Extract:
☆ ☆ ☆ ☆
Misadventures in process containment

Misadventures in process containment

I've been working on a series of tutorials using redo for various use cases. (One of the most common user requests is more examples of how to solve real-world problems with redo. The problem with extremely flexible tools is that it can be hard for people to figure out how to start.)

The most recent in the series is a a tutorial on building docker and kvm containers from scratch using redo. I think it turned out pretty well. Maybe the tutorial deserves a disclaimer, though: is this really something you should do?

Good question. I don't know.

You see, there are a few "standard" ways to build containers nowadays, most commonly using Dockerfiles and the docker build command. It's not at all obvious that we need another way to do it. Then again, it's not obvious that we don't.

Wait, let's back up a bit. Where are we and how did we get here?
☆ ☆ ☆ ☆
Prompt 1: According to the extract, what is the most common way to build containers nowadays?

Recorded information:
☆ ☆ ☆ ☆
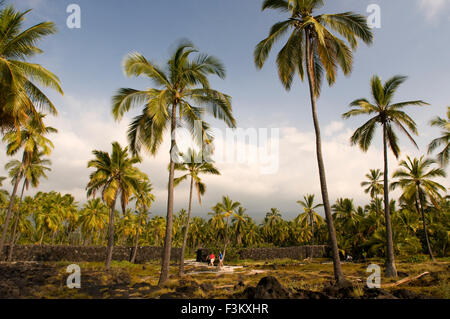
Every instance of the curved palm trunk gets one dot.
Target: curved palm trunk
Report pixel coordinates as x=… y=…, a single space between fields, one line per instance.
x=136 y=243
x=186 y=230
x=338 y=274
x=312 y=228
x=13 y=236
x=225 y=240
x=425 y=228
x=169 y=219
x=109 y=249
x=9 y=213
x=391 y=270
☆ ☆ ☆ ☆
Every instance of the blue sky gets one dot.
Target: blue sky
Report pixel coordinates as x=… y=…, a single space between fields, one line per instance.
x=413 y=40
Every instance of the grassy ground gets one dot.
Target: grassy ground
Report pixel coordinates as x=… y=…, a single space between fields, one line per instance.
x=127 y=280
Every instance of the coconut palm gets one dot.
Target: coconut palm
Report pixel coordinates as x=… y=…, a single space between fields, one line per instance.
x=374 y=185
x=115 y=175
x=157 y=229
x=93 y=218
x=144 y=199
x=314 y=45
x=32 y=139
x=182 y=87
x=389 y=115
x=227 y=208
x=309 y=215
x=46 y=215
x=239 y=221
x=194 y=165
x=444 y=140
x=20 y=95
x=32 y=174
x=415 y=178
☆ ☆ ☆ ☆
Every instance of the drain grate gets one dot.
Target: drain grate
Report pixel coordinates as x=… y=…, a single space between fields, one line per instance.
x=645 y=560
☆ ☆ ☆ ☆
Prompt 2: From the rows, set out the lines from the one with "Every instance of the grassy" to the one with "x=127 y=280" as a Markdown table. Use two columns, Position for a running number and Text for the line, and leave out blank lines.

Solution 1: Using Dockerfiles and the docker build command.

Solution 2:
| Position | Text |
|---|---|
| 1 | Every instance of the grassy ground gets one dot. |
| 2 | Target: grassy ground |
| 3 | Report pixel coordinates as x=… y=…, a single space between fields, one line per instance. |
| 4 | x=127 y=280 |